## Goals
1) In the Kinesis Data Firehose passage, what must you create in AWS Glue before configuring Kinesis Data Firehose?
2) From the Kinesis Data Firehose passage, extract the part that opens with the words containing "If you want" and closes with "Data Firehose configuration.".
3) Continue the Kinesis Data Firehose passage from its last sentence.

## Text passage
■ ■ ■ ■ ■ ■ ■
Because Kinesis Data Firehose uses the Data Catalog to reference schema for Parquet format conversion, you must first create a reference table in AWS Glue before configuring Kinesis Data Firehose. Use Athena to create a Data Catalog table. For instructions, see CREATE TABLE. In the table, make sure that the column name uses _ in their names, and manually modify it in advance through the Edit schema option for the referenced table in AWS Glue, if needed.

Use Athena to query the results of data ingested by Kinesis Data Firehose into Amazon S3.

This solution is only applicable in the following use cases:

  • Capturing data changes from your source with AWS DMS
  • Converting data into Parquet with Kinesis Data Firehose

If you want to store data in non-Parquet format (such CSV or JSON) or ingest into Kinesis through other routes, then you don’t need to modify your Kinesis Data Firehose configuration.
■ ■ ■ ■ ■ ■ ■
## Data block
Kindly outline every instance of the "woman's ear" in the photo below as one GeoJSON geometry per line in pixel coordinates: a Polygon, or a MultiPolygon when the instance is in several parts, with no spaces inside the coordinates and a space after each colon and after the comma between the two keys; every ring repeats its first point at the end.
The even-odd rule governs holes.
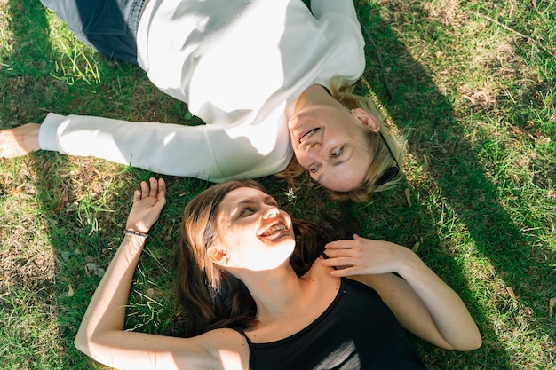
■ ■ ■ ■ ■ ■ ■
## Answer list
1) A reference table.

2)
If you want to store data in non-Parquet format (such CSV or JSON) or ingest into Kinesis through other routes, then you don’t need to modify your Kinesis Data Firehose configuration.

3)
This post demonstrated how to convert AWS DMS data into Parquet format and specific configurations to make sure metadata follows the expected format of Kinesis Data Streams and Kinesis Data Firehose. We encourage you to try this solution and take advantage of all the benefits of using AWS DMS with Kinesis Data Streams and Kinesis Data Firehose. For more information, see Getting started with AWS Database Migration Service and Setting up Amazon Kinesis Firehose.

If you have questions or suggestions, please leave a comment.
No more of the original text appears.